• Indicación: Transcribe sin cambios el tramo del artículo sobre las letras de Miguel Ángel Avilés que va desde "Un poco por ahí" hasta "suyo, era escribir.".

• Artículo:

§

Un poco por ahí vienen las letras de Miguel Ángel Avilés. Un poco por la nostalgia y los recuerdos.

 

Un poco por las vivencias propias y ajenas en las que aparece lo mismo un perro que un gato, que sus hermanos y su madre, su padre, su padrastro, sus vecinos, los transeúntes de esta ciudad y de otras, los episodios fortuitos e involuntarios en los que nos encaja el destino -como un asalto a plena luz del día o el atropellamiento de un niño- y sus propios ajustes de cuentas con todos esos fantasmas que le soplaron al oído desde aquel momento en que supo que lo suyo, lo suyo, era escribir.

 

Compulsivamente, sí. Admirablemente, también. Confieso que una vez, quizá cegado por una ligera envidia o el recelo dije públicamente que mi compadre -porque además es mi compadre- escribía “como si le pagaran”.

§

• Datos proporcionados:
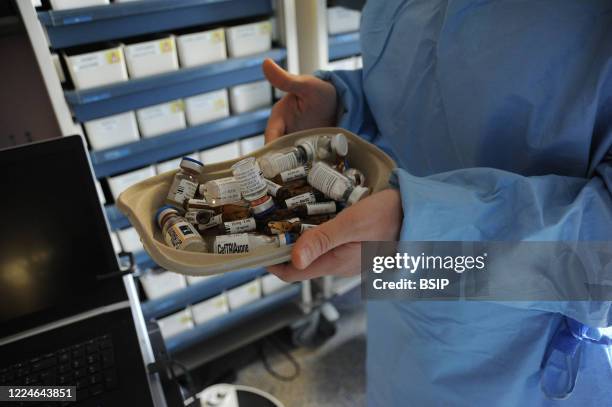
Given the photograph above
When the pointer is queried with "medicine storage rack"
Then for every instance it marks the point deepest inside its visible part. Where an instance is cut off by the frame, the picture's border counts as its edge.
(61, 29)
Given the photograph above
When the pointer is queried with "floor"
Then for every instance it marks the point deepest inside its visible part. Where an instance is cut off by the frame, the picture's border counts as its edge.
(331, 375)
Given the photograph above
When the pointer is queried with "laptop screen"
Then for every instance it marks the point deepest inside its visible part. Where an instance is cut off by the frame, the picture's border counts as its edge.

§

• Resultado del ejercicio:
Un poco por ahí vienen las letras de Miguel Ángel Avilés. Un poco por la nostalgia y los recuerdos.

 

Un poco por las vivencias propias y ajenas en las que aparece lo mismo un perro que un gato, que sus hermanos y su madre, su padre, su padrastro, sus vecinos, los transeúntes de esta ciudad y de otras, los episodios fortuitos e involuntarios en los que nos encaja el destino -como un asalto a plena luz del día o el atropellamiento de un niño- y sus propios ajustes de cuentas con todos esos fantasmas que le soplaron al oído desde aquel momento en que supo que lo suyo, lo suyo, era escribir.